The data:
=== Begin Enclosure ===
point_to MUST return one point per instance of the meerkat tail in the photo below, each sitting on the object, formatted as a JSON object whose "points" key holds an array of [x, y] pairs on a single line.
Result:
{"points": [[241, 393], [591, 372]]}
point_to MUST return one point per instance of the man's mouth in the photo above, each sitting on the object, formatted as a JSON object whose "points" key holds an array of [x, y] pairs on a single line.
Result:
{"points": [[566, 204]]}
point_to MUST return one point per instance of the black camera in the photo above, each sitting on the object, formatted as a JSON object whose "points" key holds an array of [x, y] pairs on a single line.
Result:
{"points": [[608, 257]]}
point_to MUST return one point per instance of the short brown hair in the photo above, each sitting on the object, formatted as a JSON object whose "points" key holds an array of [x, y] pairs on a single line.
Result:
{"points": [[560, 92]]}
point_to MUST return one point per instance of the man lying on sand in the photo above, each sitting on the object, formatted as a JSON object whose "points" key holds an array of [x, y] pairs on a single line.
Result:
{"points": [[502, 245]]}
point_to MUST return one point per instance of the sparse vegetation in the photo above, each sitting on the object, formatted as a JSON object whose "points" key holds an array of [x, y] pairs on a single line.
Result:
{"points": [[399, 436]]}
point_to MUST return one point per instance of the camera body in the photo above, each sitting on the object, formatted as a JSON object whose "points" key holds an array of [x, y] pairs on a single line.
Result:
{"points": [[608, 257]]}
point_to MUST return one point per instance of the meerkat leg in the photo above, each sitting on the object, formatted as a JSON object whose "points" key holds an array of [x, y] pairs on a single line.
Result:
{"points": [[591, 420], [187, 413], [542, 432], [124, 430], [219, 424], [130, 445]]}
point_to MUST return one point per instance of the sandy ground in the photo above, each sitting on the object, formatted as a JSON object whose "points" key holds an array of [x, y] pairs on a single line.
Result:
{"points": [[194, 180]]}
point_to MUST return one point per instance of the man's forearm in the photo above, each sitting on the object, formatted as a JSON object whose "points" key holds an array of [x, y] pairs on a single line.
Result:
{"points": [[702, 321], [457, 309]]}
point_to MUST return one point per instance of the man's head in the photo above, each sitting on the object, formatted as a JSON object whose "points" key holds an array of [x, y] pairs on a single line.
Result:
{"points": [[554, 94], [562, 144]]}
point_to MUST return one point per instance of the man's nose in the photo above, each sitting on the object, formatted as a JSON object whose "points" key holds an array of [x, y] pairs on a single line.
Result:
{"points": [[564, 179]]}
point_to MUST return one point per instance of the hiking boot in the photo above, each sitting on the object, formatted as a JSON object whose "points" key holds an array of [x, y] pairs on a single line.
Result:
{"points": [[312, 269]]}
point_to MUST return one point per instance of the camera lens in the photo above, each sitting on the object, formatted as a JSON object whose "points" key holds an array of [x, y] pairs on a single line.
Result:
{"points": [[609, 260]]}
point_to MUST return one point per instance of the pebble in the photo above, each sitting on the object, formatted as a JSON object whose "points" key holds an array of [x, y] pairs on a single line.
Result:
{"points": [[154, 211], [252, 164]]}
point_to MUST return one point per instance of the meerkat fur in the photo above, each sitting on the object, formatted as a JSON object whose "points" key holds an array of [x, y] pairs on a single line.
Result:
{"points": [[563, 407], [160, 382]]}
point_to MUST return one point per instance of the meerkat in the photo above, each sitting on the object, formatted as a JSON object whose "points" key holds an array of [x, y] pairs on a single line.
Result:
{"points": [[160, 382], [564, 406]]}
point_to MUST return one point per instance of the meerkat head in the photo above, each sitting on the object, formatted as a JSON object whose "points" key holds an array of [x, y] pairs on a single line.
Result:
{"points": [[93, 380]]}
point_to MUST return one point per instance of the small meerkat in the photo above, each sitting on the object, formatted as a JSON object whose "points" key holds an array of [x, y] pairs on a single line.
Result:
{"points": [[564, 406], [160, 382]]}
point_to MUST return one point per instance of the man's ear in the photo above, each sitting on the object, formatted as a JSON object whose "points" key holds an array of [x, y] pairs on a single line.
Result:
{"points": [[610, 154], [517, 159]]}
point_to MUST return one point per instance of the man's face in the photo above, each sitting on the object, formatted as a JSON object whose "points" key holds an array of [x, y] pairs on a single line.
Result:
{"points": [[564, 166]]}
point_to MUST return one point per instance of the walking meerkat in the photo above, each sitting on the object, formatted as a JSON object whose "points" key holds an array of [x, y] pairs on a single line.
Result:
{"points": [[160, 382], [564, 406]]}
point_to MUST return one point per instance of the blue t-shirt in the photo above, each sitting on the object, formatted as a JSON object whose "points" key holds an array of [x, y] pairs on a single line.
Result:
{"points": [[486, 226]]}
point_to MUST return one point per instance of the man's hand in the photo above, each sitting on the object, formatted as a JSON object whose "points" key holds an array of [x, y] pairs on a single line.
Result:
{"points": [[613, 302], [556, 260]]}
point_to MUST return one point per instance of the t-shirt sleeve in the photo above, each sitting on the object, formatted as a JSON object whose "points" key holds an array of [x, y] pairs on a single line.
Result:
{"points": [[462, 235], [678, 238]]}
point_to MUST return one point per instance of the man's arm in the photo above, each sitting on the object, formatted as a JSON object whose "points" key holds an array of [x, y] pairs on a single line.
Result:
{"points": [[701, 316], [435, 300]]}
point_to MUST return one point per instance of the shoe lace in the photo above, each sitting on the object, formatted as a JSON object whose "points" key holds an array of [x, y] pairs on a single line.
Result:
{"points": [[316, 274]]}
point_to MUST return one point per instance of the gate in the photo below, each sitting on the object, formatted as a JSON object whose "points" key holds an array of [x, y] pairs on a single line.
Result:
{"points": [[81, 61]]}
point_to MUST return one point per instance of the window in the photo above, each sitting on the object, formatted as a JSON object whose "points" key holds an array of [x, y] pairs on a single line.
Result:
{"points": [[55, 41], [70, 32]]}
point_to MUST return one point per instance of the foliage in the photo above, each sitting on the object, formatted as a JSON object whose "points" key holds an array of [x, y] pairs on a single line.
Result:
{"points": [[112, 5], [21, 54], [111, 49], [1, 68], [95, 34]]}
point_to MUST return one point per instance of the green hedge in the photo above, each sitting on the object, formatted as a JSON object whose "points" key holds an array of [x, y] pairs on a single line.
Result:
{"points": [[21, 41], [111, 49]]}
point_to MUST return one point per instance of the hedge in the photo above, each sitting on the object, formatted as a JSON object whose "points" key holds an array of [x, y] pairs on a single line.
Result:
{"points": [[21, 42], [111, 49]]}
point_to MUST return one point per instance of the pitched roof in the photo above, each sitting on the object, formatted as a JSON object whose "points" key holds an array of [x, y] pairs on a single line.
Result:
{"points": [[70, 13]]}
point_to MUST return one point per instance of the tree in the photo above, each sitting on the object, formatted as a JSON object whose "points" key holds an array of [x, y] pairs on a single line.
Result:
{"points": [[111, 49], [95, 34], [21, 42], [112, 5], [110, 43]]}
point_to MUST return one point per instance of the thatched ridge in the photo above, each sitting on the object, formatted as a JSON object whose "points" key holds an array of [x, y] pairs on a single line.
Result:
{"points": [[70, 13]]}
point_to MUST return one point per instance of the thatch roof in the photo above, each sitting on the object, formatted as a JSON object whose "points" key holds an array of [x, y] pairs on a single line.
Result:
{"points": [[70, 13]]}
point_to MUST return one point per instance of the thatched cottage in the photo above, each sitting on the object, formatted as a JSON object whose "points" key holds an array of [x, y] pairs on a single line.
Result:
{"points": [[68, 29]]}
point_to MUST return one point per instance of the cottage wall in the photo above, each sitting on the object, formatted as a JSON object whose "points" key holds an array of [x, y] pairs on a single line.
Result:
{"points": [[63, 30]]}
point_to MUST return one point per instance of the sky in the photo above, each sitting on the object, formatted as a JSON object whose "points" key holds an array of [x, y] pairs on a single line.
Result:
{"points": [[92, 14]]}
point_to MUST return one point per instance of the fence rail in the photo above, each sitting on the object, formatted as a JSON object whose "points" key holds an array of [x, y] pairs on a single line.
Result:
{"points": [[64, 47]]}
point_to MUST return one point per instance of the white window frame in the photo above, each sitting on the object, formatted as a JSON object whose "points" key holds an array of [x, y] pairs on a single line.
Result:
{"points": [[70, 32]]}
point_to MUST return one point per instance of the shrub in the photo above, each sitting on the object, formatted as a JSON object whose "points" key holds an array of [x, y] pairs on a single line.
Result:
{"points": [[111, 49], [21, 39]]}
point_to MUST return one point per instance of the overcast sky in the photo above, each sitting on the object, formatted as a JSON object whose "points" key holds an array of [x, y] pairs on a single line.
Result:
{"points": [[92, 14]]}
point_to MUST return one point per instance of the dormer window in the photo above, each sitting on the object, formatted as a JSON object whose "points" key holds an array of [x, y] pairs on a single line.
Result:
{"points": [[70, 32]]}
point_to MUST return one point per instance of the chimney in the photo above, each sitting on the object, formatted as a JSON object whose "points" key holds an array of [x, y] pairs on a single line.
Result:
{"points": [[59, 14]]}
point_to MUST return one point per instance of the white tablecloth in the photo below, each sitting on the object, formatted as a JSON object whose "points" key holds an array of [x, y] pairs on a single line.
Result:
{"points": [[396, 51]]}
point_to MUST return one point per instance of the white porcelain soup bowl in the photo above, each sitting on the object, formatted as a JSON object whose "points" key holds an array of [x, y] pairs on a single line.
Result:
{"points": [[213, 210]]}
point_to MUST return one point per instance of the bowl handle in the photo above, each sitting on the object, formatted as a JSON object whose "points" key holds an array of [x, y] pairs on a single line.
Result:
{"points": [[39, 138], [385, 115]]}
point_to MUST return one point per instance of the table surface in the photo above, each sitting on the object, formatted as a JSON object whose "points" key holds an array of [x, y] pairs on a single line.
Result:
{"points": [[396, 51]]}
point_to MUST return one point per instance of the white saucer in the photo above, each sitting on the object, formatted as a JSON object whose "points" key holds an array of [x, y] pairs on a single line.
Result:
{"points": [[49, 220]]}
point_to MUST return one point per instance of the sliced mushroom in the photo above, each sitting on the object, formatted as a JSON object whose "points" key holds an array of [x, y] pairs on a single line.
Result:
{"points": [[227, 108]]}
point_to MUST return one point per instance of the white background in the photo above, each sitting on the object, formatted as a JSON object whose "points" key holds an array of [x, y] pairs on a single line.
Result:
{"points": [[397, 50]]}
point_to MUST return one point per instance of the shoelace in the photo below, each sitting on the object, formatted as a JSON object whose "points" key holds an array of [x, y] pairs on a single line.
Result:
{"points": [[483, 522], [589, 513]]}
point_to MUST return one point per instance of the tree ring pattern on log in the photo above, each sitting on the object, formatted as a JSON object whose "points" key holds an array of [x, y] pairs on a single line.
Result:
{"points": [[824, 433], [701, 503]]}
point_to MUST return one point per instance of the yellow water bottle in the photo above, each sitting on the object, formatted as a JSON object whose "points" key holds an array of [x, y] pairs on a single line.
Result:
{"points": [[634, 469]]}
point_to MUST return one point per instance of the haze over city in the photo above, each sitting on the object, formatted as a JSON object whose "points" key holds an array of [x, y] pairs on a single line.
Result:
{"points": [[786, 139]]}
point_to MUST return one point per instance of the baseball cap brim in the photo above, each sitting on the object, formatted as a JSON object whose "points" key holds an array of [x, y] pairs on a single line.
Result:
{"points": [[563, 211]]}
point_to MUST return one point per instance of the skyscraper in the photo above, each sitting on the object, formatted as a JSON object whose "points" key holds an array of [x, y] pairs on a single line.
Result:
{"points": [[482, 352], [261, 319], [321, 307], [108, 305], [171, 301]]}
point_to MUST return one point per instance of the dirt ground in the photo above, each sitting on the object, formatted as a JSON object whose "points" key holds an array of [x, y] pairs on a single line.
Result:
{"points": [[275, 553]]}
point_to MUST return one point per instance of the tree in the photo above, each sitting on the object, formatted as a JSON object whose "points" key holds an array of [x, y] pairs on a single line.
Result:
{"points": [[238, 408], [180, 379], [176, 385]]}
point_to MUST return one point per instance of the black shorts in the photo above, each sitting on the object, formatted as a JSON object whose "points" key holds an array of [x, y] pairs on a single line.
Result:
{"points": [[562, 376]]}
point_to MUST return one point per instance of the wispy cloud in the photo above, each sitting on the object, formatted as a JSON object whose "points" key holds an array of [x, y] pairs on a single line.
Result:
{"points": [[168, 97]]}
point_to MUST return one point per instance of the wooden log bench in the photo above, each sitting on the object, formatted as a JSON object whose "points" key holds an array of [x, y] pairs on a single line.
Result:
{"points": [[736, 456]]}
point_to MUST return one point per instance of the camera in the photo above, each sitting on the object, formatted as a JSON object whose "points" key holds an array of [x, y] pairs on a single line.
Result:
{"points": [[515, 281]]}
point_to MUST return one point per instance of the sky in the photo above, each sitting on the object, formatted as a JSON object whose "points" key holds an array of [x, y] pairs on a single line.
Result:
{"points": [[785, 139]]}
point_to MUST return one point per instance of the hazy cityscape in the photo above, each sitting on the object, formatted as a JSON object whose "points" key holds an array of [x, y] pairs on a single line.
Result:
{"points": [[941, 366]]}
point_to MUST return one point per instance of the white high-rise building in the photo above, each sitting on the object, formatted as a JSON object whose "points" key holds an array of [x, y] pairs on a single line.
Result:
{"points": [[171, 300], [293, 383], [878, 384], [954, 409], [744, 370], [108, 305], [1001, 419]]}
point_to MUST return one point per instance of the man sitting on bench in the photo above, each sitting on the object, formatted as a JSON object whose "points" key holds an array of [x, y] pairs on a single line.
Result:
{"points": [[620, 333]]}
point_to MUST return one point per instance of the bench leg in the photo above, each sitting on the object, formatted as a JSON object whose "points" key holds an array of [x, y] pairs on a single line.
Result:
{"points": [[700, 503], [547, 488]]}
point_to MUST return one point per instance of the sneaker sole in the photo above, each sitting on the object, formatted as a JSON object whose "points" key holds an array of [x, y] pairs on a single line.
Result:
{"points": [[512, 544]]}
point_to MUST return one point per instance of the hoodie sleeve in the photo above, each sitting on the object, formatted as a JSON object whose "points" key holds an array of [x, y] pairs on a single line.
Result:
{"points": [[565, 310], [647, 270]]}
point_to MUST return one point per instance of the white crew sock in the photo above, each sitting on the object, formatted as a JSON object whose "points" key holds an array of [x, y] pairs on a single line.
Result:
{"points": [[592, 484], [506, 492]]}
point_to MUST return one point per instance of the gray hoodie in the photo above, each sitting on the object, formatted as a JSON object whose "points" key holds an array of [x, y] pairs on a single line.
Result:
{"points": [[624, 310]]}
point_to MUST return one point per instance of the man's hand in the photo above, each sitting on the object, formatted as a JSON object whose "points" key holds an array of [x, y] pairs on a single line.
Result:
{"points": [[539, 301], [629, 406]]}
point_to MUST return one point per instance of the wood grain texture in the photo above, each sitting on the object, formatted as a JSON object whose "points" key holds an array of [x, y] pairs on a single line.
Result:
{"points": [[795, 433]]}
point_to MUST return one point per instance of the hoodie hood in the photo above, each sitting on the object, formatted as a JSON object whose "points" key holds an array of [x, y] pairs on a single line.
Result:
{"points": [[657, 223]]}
=== End Enclosure ===
Exercise aim: Quote, word for word, every line from the top of the entries through the line that holds "point_to MUST return one point per instance of the man's mouth".

Solved problem:
point_to MUST return one point per instance of the meerkat tail in the photo below, each sitting on the object, formatted as a JSON object whose "points" key holds an array of [x, y] pairs on a single line.
Result:
{"points": [[241, 393], [591, 372]]}
point_to MUST return one point per instance of the man's mouth in the photo above, each sitting on the object, formatted as a JSON object whose "points" key holds an array of [x, y] pairs on a single line.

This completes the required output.